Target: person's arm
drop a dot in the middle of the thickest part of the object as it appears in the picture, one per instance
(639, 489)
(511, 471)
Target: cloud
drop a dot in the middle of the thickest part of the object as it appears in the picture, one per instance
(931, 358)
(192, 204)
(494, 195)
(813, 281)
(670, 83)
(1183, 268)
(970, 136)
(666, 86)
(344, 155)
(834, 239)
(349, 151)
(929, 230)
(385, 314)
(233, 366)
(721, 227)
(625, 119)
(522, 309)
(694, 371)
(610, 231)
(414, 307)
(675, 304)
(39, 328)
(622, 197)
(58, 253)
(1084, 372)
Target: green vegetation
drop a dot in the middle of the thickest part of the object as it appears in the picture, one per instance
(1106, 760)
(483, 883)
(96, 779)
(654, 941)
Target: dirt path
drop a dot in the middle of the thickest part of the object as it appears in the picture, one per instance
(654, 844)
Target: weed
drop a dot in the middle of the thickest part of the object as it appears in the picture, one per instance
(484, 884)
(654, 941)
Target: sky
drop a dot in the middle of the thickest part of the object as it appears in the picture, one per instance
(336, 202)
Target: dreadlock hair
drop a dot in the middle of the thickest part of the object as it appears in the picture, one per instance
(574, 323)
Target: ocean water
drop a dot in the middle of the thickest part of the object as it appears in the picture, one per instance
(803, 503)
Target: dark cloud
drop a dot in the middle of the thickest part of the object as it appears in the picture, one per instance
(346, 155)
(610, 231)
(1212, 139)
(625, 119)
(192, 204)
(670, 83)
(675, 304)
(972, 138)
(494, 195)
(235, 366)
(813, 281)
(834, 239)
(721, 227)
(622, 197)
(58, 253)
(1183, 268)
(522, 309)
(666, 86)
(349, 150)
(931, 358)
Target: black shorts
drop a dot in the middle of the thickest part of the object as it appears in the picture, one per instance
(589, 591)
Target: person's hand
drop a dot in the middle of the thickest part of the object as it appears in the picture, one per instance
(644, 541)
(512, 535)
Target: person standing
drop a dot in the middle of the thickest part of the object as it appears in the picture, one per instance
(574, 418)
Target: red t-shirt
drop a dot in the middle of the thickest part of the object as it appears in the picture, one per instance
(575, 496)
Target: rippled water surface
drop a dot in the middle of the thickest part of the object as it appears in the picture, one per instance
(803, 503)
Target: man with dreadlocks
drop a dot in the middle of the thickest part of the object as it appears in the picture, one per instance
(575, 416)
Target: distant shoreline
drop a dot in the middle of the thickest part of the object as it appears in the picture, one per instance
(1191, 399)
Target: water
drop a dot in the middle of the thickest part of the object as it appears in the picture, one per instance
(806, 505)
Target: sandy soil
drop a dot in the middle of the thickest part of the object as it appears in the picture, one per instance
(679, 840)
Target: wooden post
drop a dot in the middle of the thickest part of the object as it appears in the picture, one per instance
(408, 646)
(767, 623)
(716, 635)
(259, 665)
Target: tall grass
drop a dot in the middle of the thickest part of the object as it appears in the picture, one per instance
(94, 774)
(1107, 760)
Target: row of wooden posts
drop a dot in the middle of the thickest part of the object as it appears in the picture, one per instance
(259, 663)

* * *

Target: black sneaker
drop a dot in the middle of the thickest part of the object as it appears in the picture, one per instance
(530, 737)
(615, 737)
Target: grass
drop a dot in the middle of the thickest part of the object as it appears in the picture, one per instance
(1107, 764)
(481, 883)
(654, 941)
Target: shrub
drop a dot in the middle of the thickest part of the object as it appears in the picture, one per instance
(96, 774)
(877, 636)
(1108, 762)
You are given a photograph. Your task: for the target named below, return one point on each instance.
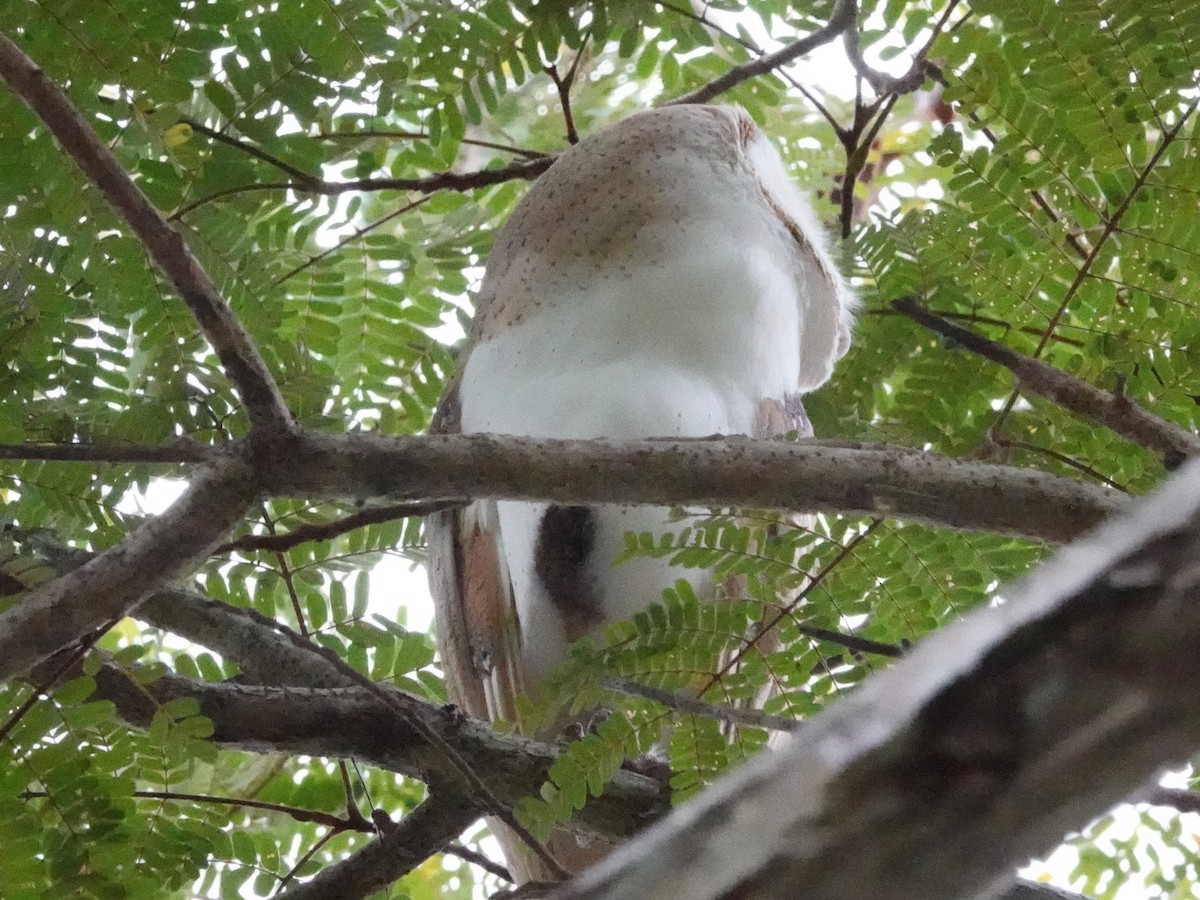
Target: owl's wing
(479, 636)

---

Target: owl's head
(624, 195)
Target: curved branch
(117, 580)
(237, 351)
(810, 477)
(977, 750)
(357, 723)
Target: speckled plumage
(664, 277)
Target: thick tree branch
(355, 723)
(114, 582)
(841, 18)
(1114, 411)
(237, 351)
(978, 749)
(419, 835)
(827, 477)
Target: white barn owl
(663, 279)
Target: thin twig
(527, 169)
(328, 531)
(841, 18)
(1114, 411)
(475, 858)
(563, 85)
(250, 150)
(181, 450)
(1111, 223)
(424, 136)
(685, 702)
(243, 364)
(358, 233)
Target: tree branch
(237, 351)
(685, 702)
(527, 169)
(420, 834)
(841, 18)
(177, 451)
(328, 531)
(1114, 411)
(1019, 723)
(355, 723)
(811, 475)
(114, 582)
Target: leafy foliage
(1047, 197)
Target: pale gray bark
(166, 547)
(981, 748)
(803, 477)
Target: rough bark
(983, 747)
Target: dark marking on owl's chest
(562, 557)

▶ PROBLEM DESCRIPTION
Find every line in the records above that contains the word "black", and copy each of those lines.

▶ SOLUTION FOR THIS EXERCISE
Target: black shorts
Target: black sneaker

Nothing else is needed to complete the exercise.